-- start INPUT FOR THIS TASK --
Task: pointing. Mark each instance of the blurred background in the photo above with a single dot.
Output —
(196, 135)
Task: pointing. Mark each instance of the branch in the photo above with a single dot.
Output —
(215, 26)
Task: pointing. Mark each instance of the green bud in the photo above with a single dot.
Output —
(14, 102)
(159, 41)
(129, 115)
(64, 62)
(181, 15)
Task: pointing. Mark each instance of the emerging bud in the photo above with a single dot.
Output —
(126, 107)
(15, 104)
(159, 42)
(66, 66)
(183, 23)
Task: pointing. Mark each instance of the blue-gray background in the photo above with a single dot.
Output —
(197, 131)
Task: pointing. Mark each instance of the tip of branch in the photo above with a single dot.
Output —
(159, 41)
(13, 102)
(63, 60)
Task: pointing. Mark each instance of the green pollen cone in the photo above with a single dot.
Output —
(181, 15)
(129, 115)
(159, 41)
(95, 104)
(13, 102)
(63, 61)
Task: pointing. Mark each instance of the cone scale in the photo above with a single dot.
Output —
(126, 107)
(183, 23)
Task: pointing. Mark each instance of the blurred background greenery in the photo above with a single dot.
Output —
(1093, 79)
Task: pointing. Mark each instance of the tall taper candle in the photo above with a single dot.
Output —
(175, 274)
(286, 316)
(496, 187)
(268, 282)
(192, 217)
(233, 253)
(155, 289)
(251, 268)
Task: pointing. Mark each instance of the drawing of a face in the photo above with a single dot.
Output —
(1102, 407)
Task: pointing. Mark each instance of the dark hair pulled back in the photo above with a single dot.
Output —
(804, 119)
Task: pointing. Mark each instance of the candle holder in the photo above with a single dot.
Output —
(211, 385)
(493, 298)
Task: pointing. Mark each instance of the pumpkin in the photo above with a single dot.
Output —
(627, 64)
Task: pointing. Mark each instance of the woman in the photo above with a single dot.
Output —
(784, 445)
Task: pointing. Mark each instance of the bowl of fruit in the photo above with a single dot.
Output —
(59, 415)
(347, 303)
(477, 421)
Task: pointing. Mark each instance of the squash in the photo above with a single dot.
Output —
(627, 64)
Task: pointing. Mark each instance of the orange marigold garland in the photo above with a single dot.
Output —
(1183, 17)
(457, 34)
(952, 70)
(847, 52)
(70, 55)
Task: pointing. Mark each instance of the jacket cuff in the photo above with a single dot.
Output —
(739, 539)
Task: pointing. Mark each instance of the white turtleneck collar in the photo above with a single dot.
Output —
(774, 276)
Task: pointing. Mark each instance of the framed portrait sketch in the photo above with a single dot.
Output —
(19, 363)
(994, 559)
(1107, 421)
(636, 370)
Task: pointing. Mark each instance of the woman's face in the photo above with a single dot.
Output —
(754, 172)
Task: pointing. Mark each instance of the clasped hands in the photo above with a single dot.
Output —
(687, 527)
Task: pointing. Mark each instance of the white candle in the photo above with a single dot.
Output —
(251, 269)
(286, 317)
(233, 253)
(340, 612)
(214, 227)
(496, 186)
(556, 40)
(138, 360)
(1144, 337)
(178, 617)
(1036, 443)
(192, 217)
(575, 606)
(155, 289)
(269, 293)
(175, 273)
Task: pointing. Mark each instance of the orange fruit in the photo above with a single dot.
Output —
-- end INPUT FOR THIS TASK --
▸ **WRITTEN INSTRUCTION**
Everything from the line containing "Task: pointing. Mark each instance of the jacket" through the last line of the records must be given again exactly; leave out all other lines.

▸ **ANSWER FOR THIS EXERCISE**
Task: pointing. Mark each instance of the jacket cuff in the photo above with a single dot.
Output —
(739, 539)
Task: pointing. Mark each instance of the white turtleneck collar in the photo above with a single dot.
Output —
(774, 276)
Task: pointing. Mark each instance of the framed portrait sketch in the photo above with a single dot.
Output —
(19, 363)
(994, 559)
(1107, 421)
(636, 370)
Task: pointing. Mark each instance of the woman's face in the photo above with a single dot.
Output —
(754, 172)
Task: pointing. Mark each instance of the clasped hands in the photo above with a single dot.
Output —
(687, 527)
Task: pointing. Mark each instance of the white candle in the photo above with a single dot.
Output —
(251, 269)
(286, 317)
(233, 253)
(340, 612)
(214, 227)
(496, 186)
(556, 40)
(138, 360)
(1144, 337)
(178, 617)
(1036, 443)
(192, 217)
(575, 606)
(155, 289)
(269, 293)
(175, 273)
Task: pointing. Mark each instance of the orange fruit in the photo above with a single dot.
Output —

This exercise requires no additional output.